• [Brief]
The expected response consists solely of the lines from the line with "Target: laptop keyboard" through the last line of the material below, copied exactly.
··· Record extracts
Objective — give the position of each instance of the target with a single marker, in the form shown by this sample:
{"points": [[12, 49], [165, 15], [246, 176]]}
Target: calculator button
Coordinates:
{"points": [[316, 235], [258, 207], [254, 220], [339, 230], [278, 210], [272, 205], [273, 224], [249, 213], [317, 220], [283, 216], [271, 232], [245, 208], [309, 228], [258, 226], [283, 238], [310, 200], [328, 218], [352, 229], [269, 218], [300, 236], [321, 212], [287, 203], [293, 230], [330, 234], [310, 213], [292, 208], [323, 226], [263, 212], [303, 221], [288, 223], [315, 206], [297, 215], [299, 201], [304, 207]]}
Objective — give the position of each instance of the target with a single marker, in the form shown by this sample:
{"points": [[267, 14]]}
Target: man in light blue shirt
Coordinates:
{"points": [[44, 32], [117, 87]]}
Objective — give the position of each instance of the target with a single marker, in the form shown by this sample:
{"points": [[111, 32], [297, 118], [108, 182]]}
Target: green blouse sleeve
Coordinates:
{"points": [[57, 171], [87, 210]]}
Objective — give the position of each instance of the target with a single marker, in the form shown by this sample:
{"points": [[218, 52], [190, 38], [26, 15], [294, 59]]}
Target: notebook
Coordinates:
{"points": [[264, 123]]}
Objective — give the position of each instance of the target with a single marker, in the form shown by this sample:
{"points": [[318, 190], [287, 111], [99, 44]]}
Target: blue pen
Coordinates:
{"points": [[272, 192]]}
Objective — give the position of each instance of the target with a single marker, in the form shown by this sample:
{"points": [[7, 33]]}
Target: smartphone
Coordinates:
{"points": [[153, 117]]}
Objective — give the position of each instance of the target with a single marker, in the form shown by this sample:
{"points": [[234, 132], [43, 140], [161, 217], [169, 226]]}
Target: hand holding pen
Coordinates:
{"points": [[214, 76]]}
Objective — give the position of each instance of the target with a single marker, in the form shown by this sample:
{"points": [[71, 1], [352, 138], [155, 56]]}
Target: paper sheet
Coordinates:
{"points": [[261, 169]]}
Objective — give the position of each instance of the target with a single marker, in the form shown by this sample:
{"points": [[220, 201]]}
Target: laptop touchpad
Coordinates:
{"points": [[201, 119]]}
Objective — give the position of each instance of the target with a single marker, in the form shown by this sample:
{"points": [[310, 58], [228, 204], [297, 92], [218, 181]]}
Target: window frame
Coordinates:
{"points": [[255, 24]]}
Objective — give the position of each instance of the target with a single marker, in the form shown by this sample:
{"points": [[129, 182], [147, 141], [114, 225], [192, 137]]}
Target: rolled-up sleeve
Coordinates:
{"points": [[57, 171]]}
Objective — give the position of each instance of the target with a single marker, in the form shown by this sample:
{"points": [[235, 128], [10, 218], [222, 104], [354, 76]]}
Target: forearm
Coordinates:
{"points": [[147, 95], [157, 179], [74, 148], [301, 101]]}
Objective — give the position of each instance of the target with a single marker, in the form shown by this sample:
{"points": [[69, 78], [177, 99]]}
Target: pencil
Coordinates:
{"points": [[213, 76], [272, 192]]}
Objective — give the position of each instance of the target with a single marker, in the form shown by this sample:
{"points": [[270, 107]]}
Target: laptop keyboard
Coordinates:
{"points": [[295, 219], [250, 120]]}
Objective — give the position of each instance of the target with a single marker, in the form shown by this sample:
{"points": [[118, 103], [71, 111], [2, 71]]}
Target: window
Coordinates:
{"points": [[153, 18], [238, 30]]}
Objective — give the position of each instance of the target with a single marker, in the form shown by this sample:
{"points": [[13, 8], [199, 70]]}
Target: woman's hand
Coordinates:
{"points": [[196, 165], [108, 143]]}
······
• [Your response]
Target: laptop keyboard
Coordinates:
{"points": [[295, 219], [250, 120]]}
Objective — give the position of each instance of the target with a single marker, in the form shown by this sample:
{"points": [[118, 103], [71, 111], [2, 71]]}
Target: window
Coordinates:
{"points": [[153, 18], [238, 30]]}
Objective — give the position of each instance of the target with a single marker, in the form shown by this sample:
{"points": [[13, 8], [199, 70]]}
Target: woman's hand
Coordinates:
{"points": [[196, 165], [108, 143]]}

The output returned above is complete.